(Exercise passage):

□ □ □ □ □

So week two is here in our journey of the reality of “unthinkable circumstances” in our life. If you missed it for 8 or 9 weeks I will be posting on Fridays relating to the Bible Study, “When I Lay My Issac Down” by Carol Kent. Some brave women are joining me on Wednesday nights for a “live” discussion and others are joining us via the Internet and this blog. Everyone is welcome and encouraged to join in with their thoughts and experiences. We can all learn and receive hope from each other whether you are officially doing the Bible Study or not.
“Unthinkable circumstances = circumstances that derail our carefully thought-out plans for our future.”One of the questions that usually comes up is, “why Lord?” I never really struggled with that one personally. In fact I really didn’t ask alot of questions. My reaction was to talk to God alot like this, “okay God. I’ve told everyone that knows me that YOU are a BIG LOVING God. I need YOU to show up here are PROVE IT! I need YOU to take care of my family, NOW! (yes, you do hear attitude there) Others ask why or why now. It helped me to remember that this situation was not a surprise to God. One of God’s many names is El Roi (Genesis 16:13-14) The God who sees me. He is watching me. He knows all about everything that is going on.
Now with that in mind the main point of this weeks time is to learn to relinquish our situation to God. Carol says, ” relinquishment means giving up my rights to control the person, dream, expectation, or preferred outcome of the object of my concern.” What are you trying to control? In the midst of my circumstances I desperately tried to keep some sort of “normalcy” in my families life. I didn’t want our life to be completely focused on our situation. That really was pretty ridiculous. There was just too much going on at once for anything else to try to pretend it wasn’t happening. Other gals told me they tried to control the other person involved. “If I’m just more attentive and always look my best they will love me” Or “I’ll just work harder. That will “fix” this.” Or “I’ll give them a little more time and they will come back.”
Again quoting Carol Kent, “When we release our grasp, our relinquishment puts a stop to our manipulation of other people and releases the Holy Spirit to do the supernatural through the power of prayer.” After some time had passed I could see this clearly. I, personally tried everything I could think of to “help” my husband handle his life. However, in the end, the crash came, harder and longer than it really needed to be. It’s a hard question to ask yourself, but it’s time to ask. Could I be interfering with something the Lord is trying to accomplish?

□ □ □ □ □

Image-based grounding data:
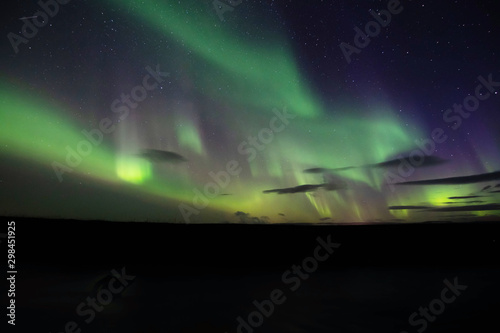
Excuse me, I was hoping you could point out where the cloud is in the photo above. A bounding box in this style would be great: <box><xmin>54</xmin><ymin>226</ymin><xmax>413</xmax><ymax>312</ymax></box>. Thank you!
<box><xmin>427</xmin><ymin>204</ymin><xmax>500</xmax><ymax>213</ymax></box>
<box><xmin>262</xmin><ymin>184</ymin><xmax>326</xmax><ymax>194</ymax></box>
<box><xmin>387</xmin><ymin>206</ymin><xmax>429</xmax><ymax>210</ymax></box>
<box><xmin>234</xmin><ymin>211</ymin><xmax>269</xmax><ymax>224</ymax></box>
<box><xmin>136</xmin><ymin>149</ymin><xmax>187</xmax><ymax>163</ymax></box>
<box><xmin>304</xmin><ymin>156</ymin><xmax>447</xmax><ymax>173</ymax></box>
<box><xmin>444</xmin><ymin>200</ymin><xmax>484</xmax><ymax>205</ymax></box>
<box><xmin>395</xmin><ymin>171</ymin><xmax>500</xmax><ymax>185</ymax></box>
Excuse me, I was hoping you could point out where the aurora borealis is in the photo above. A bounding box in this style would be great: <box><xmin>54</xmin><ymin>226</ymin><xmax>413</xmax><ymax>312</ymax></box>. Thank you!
<box><xmin>0</xmin><ymin>0</ymin><xmax>500</xmax><ymax>223</ymax></box>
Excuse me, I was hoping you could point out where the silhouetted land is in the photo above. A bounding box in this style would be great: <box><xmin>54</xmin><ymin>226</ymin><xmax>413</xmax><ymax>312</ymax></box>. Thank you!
<box><xmin>0</xmin><ymin>218</ymin><xmax>500</xmax><ymax>333</ymax></box>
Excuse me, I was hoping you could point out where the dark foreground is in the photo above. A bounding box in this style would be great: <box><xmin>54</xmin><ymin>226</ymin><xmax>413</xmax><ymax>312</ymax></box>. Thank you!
<box><xmin>0</xmin><ymin>218</ymin><xmax>500</xmax><ymax>333</ymax></box>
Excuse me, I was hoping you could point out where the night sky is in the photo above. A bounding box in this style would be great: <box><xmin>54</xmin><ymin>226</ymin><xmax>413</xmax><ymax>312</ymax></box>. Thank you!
<box><xmin>0</xmin><ymin>0</ymin><xmax>500</xmax><ymax>223</ymax></box>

□ □ □ □ □

(Task statement): Could you copy the blog post on relinquishing unthinkable circumstances to God, everything from "So week two" down to "Study or not.", substituting "Thursday nights" for "Wednesday nights"? You can set the items aside because they play no part here.

(Task response):
So week two is here in our journey of the reality of “unthinkable circumstances” in our life. If you missed it for 8 or 9 weeks I will be posting on Fridays relating to the Bible Study, “When I Lay My Issac Down” by Carol Kent. Some brave women are joining me on Thursday nights for a “live” discussion and others are joining us via the Internet and this blog. Everyone is welcome and encouraged to join in with their thoughts and experiences. We can all learn and receive hope from each other whether you are officially doing the Bible Study or not.